⟨
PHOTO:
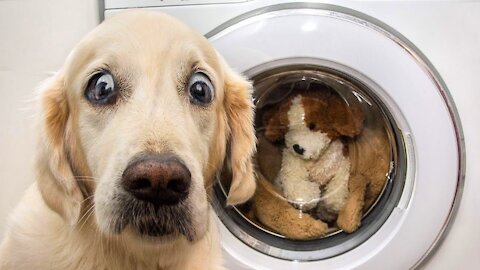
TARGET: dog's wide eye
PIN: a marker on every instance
(101, 89)
(200, 89)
⟩
Your instructions:
Rewrite the records above with "wide" swapped for "open" and nothing else changed, leaving out the pictures.

Complete response:
PHOTO:
TARGET: dog's open eye
PIN: a marker on every instance
(101, 89)
(200, 89)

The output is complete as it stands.